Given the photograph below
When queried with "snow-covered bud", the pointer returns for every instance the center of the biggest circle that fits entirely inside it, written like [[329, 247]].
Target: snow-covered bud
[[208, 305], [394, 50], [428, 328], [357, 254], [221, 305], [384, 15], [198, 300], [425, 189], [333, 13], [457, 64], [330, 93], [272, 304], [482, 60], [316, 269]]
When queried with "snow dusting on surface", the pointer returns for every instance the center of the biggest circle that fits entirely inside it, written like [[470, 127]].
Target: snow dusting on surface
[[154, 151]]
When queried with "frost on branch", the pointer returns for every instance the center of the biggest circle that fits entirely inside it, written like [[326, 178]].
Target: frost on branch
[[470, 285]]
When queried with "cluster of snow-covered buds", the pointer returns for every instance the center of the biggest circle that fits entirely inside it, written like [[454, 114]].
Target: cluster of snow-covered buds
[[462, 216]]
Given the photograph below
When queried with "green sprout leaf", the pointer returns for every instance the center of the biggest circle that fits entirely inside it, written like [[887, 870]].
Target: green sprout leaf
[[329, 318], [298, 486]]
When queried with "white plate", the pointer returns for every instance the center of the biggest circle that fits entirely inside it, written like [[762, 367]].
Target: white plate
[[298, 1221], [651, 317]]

= = =

• [What is required] Copy out the entries above again, keeping them exact.

• [Solution for this problem]
Given the photograph below
When queried with "snow-covered bud", the pointer returns for every instance the center of the biggest circle that fits entirely inside it, written like [[329, 247]].
Target: snow-covered bud
[[208, 305], [394, 50], [428, 328], [357, 254], [221, 305], [384, 15], [198, 300], [425, 189], [333, 13], [457, 64], [330, 93], [272, 304], [482, 60], [316, 269]]
When queried with "snow dusting on surface", the pointer returns for every instance the center of the biggest circle that fits entirely inside it, written like [[470, 127]].
Target: snow dusting on surface
[[154, 151]]
When queried with "frost on branch", the pointer returns for every instance the center of the biggest circle that fits entirely inside it, written like [[326, 178]].
Target: frost on branch
[[470, 285]]
When queried with "cluster of snow-covered buds", the pointer returns for every instance the center of the biggest circle that fits entirely inside it, written like [[454, 114]].
Target: cluster of snow-covered buds
[[462, 216]]
Given the photograph below
When queried with "green sprout leaf", the pointer returns for every instance the center of the biggest circle that fits entirely inside it, written like [[887, 870]].
Target: green sprout leaf
[[329, 318], [298, 486]]
When queried with "white plate", the pointer returns for every instance the center of the biggest circle that fits entirely inside it, written like [[762, 367]].
Target: white plate
[[298, 1221], [651, 317]]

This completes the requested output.